▶ [Teks Sumber]:
§ §

Menyusuri lorong-lorong kota Ankara benar-benar membuat hari libur terasa begitu sempurna. Apalagi kalau bukan sebuah kegiatan yang membuat libur terasa begitu berwarna. Karena banyak sekali tempat-tempat baru yang belum saya telusuri di kota ini. Sehingga penasaran itu semakin membuat gejolak-gejolak hati untuk ingin berjalan di sudut-sudut kota tua ini. Walaupun suhu dingin yang menggigilkan tubuh, tapi sejatinya tak membuat sebuah perjalanan siang ini untuk menelusuri lorong kota menjadi tak nyaman. Justru itulah feelnya. Bahwa merasakan tubuh terguyur dingin dengan suhu minus di tengah keramaian itu adalah pengalaman yang tak bisa diungkapkan dengan 26 huruf di abjad Indonesia.
Siang ini saya benar-benar menemukan Indonesia di tengah Ankara. Lorong-lorong yang saya telusuri dengan tapak-tapak kaki ternyata mengahantarkanku di pasar tradisional Ulus, Ankara. Pasar yang membuat diriku benar-benar merasakan sebuah harmoni keIndonesiaan disini. Sebuah pasar tradisional yang disesaki tawar-menawar, penjual yang berteriak dan penuh dengan desak-desakan pembeli. Benar-benar membuat lamunan tentang Indonesia-Turki begitu lengkap. Karena pasar yang saya temui ternyata benar-benar mirip dengan pasar tradisional di daerah saya, Solo.

§ §

▶ [Entri yang Tersedia]:
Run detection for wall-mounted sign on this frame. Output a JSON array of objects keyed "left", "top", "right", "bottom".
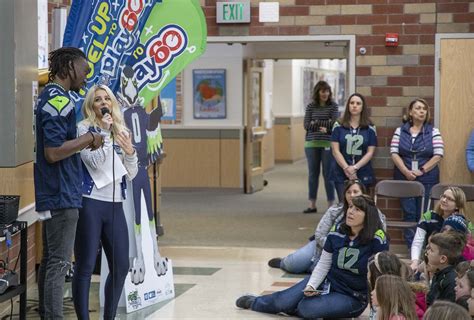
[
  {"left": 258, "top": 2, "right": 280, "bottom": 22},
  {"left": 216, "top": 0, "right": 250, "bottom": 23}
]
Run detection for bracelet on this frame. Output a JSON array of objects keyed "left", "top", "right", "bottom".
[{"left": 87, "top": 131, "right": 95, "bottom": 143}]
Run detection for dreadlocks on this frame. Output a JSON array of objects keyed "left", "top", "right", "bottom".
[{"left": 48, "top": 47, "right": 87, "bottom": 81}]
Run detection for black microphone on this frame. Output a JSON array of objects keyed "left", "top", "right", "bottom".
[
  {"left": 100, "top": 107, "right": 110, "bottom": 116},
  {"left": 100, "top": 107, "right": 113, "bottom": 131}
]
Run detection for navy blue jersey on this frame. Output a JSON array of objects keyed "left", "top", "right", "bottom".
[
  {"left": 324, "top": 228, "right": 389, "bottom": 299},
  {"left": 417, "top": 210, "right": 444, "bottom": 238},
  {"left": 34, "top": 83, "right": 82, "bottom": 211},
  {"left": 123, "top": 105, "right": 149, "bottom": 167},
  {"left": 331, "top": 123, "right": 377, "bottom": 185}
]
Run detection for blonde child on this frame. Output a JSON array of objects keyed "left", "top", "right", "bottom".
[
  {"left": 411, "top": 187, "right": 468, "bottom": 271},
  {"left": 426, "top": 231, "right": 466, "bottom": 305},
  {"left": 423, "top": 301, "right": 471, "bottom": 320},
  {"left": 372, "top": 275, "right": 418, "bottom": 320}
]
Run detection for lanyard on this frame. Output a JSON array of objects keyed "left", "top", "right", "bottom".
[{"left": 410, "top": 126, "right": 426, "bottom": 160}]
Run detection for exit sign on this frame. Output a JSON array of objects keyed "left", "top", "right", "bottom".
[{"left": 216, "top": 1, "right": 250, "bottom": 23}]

§ §

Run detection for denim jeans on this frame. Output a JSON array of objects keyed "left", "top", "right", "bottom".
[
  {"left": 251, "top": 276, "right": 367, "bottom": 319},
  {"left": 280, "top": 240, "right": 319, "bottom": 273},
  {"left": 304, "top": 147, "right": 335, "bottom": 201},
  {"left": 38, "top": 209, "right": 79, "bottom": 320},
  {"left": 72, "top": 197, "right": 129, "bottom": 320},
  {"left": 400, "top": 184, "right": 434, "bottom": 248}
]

§ §

▶ [Daftar Tugas]:
- a) Menurut teks sumber, pasar tradisional di Ankara itu mirip dengan pasar tradisional di daerah mana?
- b) Sebutkan semua hal yang menurut teks sumber menyesaki pasar tradisional Ulus.
- c) Terjemahkan kalimat dari teks sumber ini ke dalam bahasa Inggris: "Siang ini saya benar-benar menemukan Indonesia di tengah Ankara."
Entri-entri tersebut tidak berperan dalam latihan ini.

▶ [Hasil Latihan]:
- a) Solo.

- b) Tawar-menawar, penjual yang berteriak, dan desak-desakan pembeli.

- c) This afternoon I truly found Indonesia in the middle of Ankara.